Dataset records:
◇ ◇ ◇

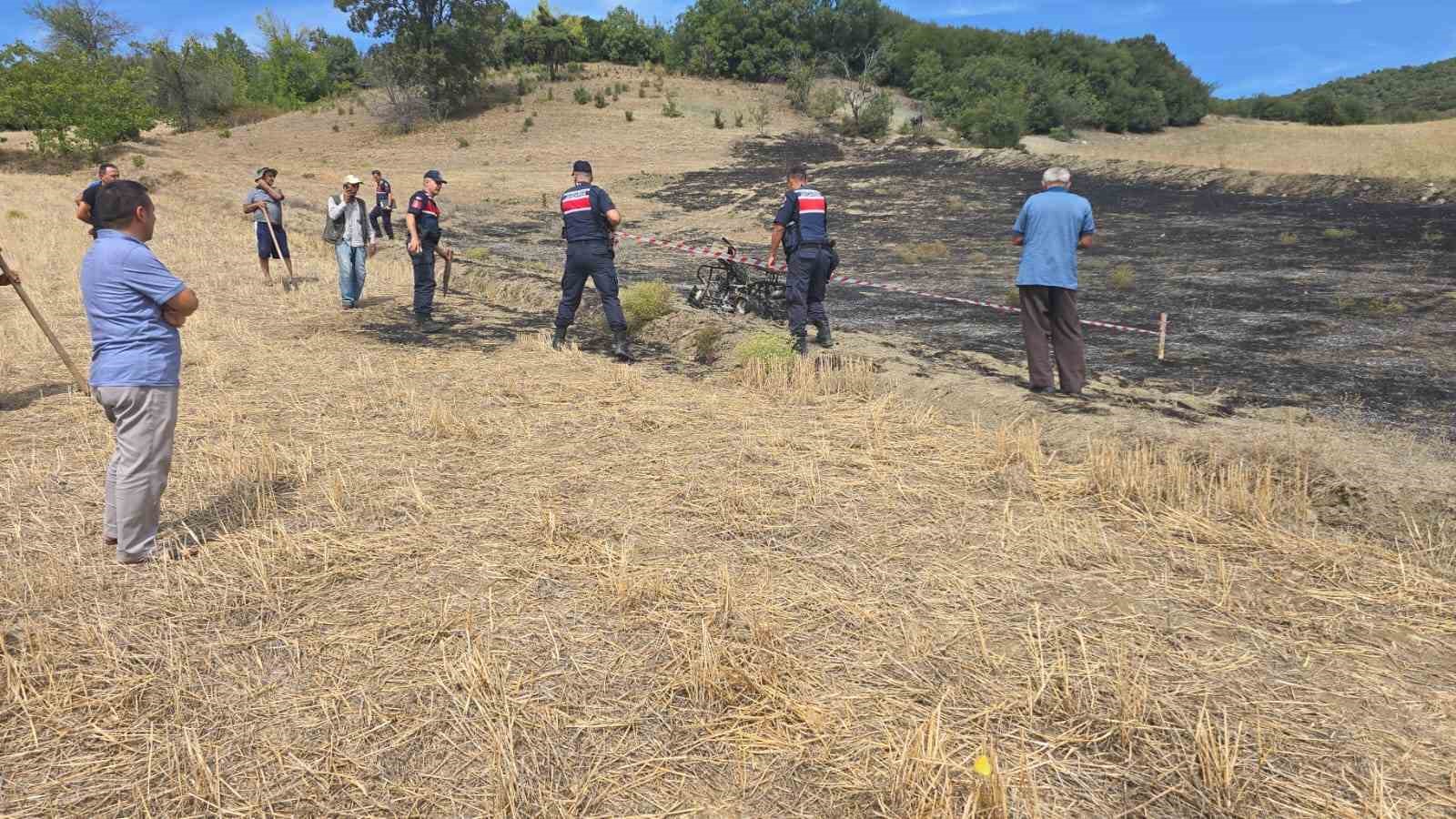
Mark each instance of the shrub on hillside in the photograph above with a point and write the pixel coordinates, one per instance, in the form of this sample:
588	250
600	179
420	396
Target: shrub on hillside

◇ ◇ ◇

*Task description*. Reproduce every row above word for word, leaving out the pictures.

*Written response*.
Mark each instance of the shrub on hillside in the photograph above with a point and write the pixel coordinates, one per instance, in the form of this sample:
588	250
600	179
420	396
Target: shrub on hillside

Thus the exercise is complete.